* Passage *
Richard Godden

[email protected]

Yogesh Garg

[email protected]


Recent analysis of state of the art neural networks trained to transcribe music from audio[1] show that they do little better than learning the exact combinations of notes in a chord. Chords constructed of even two notes that the network hasn’t seen together are almost always misclassified. We theorise that this is because the representations of notes and chords hold no semantic meaning. Inspired by models used widely in natural language processing we experiment whether embeddings of chords using skip-gram models hold semantic meaning for songs.

* Data extract *
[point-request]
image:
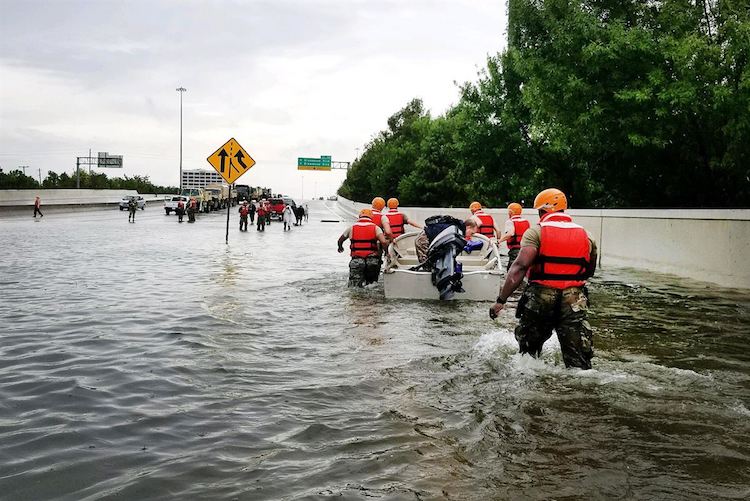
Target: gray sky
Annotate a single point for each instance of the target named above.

==

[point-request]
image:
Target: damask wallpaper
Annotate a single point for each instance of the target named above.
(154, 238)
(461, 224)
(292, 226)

* Given problem *
Reproduce the entire passage on chord embeddings above, character for character.

* Full response *
Richard Godden

[email protected]

Yogesh Garg

[email protected]


Recent analysis of state of the art neural networks trained to transcribe music from audio[1] show that they do little better than learning the exact combinations of notes in a chord. Chords constructed of even two notes that the network hasn’t seen together are almost always misclassified. We theorise that this is because the representations of notes and chords hold no semantic meaning. Inspired by models used widely in natural language processing we experiment whether embeddings of chords using skip-gram models hold semantic meaning for songs.